# Study text
Hong Kong-listed S-Enjoy Service Group Co (SES) is a real estate services company based in China. The company derives its revenue primarily from two businesses — 60% of the total revenue comes from property management services, while 40% comes from value-added services, which cover developer-related, community-related, and smart community services.
The case for SES is that the company is expected to recover from an underwhelming year and downturn in the general property market in China. At current prices, the company is undervalued with good yields, with business and financial fundamentals are intact. The year-to-date and one-year total investment returns for the company are –36.3% and –43.6%, respectively, denoting that the company trades significantly cheaper.
Many reasons support a recovery in the Chinese real estate industry, which should improve the company’s business performance. Firstly, the waning effects of Covid-19 have brought work, production, consumption and entertainment closer to pre-pandemic and normal levels. The Chinese government has also been continuously issuing policies to open financing channels to support the development of the real estate industry, indicating the worst for the industry has passed.
SES’s business strategy has shifted to focus more on logistics services, gradually decreasing its exposure to the real estate development industry. The property services provided are much more comprehensive, as services are not only provided to property owners but to production, study and work scenarios, which diversifies the company’s revenue and earnings sources. SES has invested resources into information infrastructure, such as its SAP system, which is expected to speed up the generation and analysis of data and eventually generate greater value for both the business and shareholders.

# Exercise goal
Rewrite the part of the passage on S-Enjoy Service Group that opens with "Hong Kong-listed S-Enjoy" and closes with "trades significantly cheaper.", putting "underpriced" in place of "undervalued". Rely on nothing but the passage on S-Enjoy Service Group.

# Source material
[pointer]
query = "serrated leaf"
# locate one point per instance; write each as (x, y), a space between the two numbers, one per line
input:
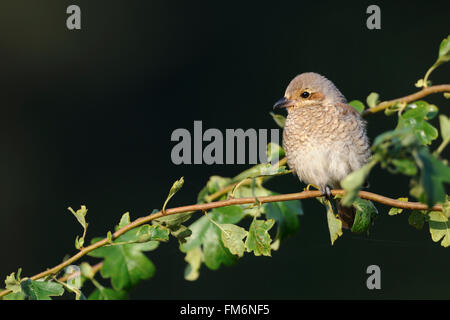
(181, 233)
(12, 282)
(444, 50)
(41, 290)
(126, 264)
(334, 225)
(433, 174)
(232, 238)
(439, 228)
(372, 99)
(354, 182)
(405, 166)
(153, 232)
(214, 252)
(194, 258)
(285, 214)
(279, 119)
(358, 105)
(208, 235)
(124, 220)
(258, 240)
(174, 189)
(15, 296)
(444, 124)
(395, 211)
(420, 83)
(366, 212)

# Exercise answer
Hong Kong-listed S-Enjoy Service Group Co (SES) is a real estate services company based in China. The company derives its revenue primarily from two businesses — 60% of the total revenue comes from property management services, while 40% comes from value-added services, which cover developer-related, community-related, and smart community services.
The case for SES is that the company is expected to recover from an underwhelming year and downturn in the general property market in China. At current prices, the company is underpriced with good yields, with business and financial fundamentals are intact. The year-to-date and one-year total investment returns for the company are –36.3% and –43.6%, respectively, denoting that the company trades significantly cheaper.